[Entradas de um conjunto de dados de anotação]
■ ■ ■

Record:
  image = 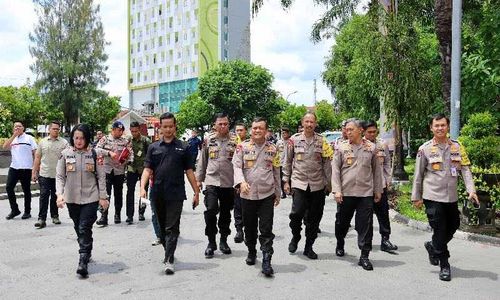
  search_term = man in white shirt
[3,122,37,220]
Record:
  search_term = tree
[0,85,62,130]
[81,91,120,132]
[176,93,215,136]
[278,104,307,132]
[316,100,339,132]
[29,0,108,131]
[198,60,283,124]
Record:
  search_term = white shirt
[10,133,37,169]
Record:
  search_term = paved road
[0,185,500,299]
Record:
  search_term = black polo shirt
[144,138,194,201]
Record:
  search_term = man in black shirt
[141,113,200,275]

■ ■ ■

> _Detalhes da tarefa_
Por favor, transcreva a listagem acima palavra por palavra, do início ao fim, deixando as imagens de fora.

> _Resposta do exercício_
Record:
  image = 
  search_term = man in white shirt
[3,122,37,220]
Record:
  search_term = tree
[0,85,62,130]
[81,91,120,132]
[176,93,215,136]
[278,104,307,132]
[316,100,339,132]
[29,0,108,131]
[198,60,283,124]
Record:
  search_term = white shirt
[10,133,37,169]
Record:
  search_term = paved road
[0,185,500,299]
Record:
  search_term = black polo shirt
[144,138,194,201]
Record:
  search_term = man in black shirt
[141,113,200,275]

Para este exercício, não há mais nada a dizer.